● What the exercise asks
Shift every bounding-box coordinate in the answers up by 84 and write out the material from the line containing "in red top." through the end of the material, both ends included, with the requests kept as they are. Leave the pictures out of your answer.

————————

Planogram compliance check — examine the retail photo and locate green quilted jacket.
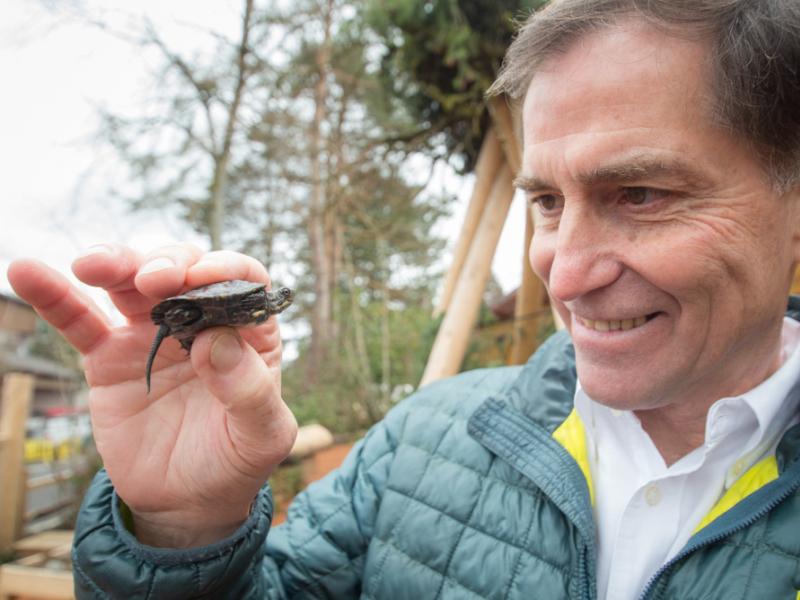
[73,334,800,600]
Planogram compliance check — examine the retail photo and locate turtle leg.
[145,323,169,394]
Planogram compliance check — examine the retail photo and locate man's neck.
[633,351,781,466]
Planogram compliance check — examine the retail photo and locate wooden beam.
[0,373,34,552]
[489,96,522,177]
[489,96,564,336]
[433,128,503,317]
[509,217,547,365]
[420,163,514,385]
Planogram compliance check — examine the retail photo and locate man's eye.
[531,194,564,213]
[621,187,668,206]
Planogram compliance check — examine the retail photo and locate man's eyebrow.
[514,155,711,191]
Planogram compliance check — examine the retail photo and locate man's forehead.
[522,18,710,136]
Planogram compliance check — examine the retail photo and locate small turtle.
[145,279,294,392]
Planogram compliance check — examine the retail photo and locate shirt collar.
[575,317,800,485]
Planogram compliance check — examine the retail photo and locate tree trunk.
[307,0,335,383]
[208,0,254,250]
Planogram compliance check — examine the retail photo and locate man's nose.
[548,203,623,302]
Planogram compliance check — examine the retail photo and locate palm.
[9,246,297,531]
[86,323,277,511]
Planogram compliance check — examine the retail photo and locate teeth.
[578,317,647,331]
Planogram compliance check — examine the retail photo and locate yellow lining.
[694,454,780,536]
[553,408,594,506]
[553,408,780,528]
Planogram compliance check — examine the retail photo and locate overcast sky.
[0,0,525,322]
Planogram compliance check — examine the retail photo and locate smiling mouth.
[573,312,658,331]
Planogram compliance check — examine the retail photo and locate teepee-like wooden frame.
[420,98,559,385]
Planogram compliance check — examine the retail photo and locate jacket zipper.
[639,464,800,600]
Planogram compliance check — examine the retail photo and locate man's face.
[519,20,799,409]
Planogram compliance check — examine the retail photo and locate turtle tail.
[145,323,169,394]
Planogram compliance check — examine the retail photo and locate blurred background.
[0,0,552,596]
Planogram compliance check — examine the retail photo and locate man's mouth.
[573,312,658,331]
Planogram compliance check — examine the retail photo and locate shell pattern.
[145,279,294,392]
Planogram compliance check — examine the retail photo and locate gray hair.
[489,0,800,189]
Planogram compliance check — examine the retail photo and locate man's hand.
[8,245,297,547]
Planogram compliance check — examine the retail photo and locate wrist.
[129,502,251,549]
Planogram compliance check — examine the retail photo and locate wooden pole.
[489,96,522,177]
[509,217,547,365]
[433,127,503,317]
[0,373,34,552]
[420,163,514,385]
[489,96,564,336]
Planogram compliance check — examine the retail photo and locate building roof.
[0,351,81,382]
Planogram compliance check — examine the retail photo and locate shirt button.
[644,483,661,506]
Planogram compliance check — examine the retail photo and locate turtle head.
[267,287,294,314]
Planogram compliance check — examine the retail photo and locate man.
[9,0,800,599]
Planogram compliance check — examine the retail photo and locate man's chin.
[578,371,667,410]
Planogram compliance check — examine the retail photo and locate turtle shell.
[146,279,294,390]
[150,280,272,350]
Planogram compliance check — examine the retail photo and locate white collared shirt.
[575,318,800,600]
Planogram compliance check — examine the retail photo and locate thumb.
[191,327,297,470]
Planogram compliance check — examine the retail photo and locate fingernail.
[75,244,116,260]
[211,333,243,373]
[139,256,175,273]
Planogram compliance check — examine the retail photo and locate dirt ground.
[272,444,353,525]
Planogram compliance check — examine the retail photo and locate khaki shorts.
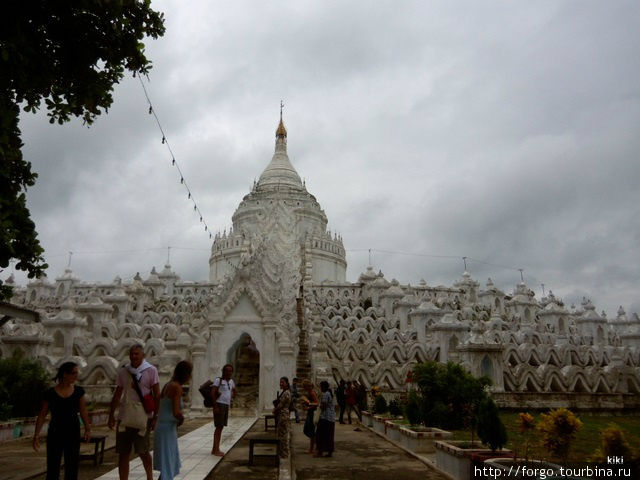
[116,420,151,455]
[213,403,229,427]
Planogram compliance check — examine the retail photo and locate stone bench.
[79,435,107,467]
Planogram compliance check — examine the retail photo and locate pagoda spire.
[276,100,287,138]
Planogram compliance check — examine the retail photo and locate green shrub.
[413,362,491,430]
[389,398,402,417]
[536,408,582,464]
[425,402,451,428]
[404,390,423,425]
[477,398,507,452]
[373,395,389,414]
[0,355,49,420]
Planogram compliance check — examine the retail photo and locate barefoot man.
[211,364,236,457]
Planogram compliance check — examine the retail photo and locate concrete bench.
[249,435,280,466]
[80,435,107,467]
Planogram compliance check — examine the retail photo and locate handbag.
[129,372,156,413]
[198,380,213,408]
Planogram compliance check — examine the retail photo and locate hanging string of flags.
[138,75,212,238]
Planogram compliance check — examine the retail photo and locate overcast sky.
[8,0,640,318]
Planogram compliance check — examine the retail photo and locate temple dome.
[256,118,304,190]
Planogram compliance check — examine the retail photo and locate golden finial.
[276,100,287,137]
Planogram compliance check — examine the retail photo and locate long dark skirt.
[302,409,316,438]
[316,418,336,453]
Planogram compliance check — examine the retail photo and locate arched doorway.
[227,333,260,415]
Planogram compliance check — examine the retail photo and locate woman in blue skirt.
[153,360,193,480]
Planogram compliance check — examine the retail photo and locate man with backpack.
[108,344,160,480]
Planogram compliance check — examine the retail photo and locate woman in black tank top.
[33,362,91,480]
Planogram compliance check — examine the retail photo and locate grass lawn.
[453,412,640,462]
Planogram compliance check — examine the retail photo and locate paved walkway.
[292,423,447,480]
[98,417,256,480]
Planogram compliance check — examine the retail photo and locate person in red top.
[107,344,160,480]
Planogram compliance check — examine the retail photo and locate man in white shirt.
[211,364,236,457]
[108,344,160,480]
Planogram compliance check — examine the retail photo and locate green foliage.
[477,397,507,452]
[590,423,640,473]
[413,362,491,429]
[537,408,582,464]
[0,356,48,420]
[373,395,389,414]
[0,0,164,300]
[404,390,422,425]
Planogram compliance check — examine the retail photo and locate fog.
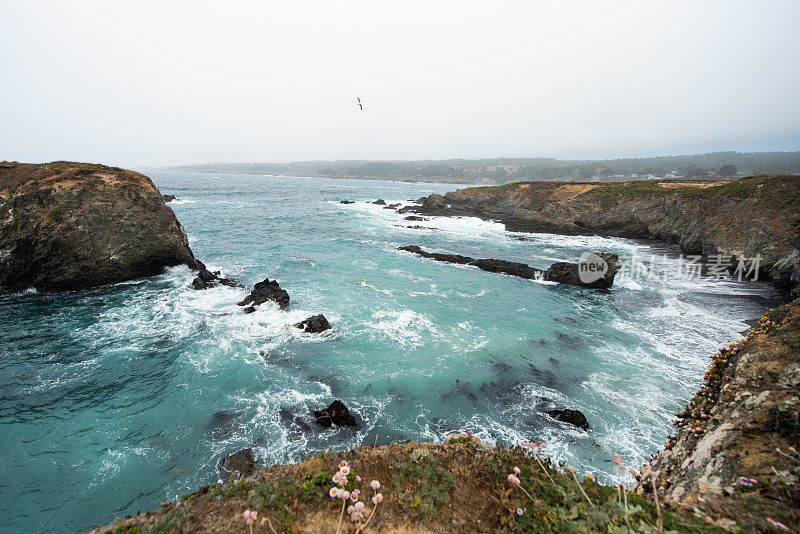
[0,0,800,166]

————————

● Task answer
Planogram compliance check — examine the retail photo and locate person in red top.
[191,428,244,564]
Planogram compliance check — examine the retail photo and locate man in white shirt.
[295,448,320,541]
[192,428,244,564]
Planogram compliance check — examine the retail photo and locate green foliage.
[561,481,591,536]
[674,507,724,557]
[497,446,575,513]
[621,492,666,548]
[84,440,132,504]
[457,479,473,498]
[84,84,248,384]
[488,474,506,509]
Planogram compliance check — examine the retail photo and locate fog.
[84,84,884,250]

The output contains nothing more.